■ **WORK REQUIRED**:
Which lines of the records below contain the word "white"? Report each of them in full.

(Stored data)
>>
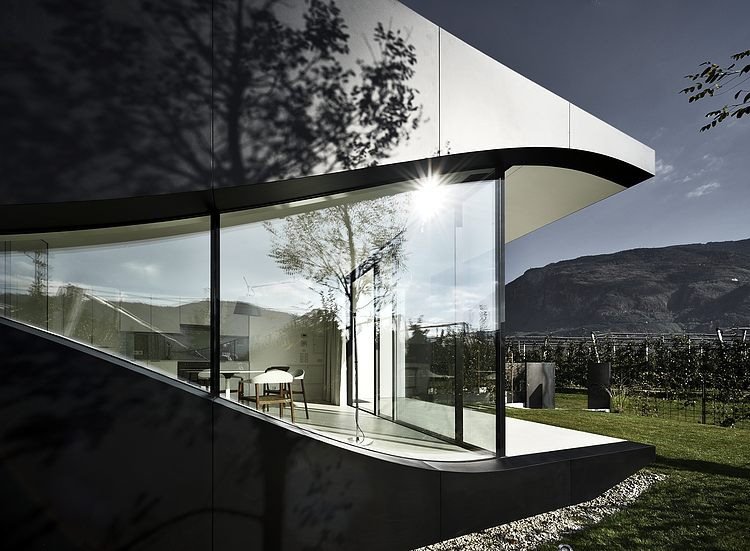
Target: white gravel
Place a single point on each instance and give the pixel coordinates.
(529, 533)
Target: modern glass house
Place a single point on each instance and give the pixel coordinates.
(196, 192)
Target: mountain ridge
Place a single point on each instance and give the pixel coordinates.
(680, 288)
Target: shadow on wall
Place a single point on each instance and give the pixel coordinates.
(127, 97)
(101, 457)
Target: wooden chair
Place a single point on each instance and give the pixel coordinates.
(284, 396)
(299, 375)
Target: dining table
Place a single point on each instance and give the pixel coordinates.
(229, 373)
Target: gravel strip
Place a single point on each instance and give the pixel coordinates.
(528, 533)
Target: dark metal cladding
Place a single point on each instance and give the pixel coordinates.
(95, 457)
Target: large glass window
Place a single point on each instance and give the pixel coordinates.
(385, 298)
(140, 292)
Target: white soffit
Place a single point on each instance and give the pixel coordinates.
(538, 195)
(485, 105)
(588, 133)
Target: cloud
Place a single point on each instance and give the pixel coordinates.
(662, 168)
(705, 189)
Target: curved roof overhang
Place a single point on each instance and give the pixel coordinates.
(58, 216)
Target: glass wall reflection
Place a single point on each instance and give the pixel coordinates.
<<
■ **REPLY TO THE TASK**:
Target: white gravel
Target: white soffit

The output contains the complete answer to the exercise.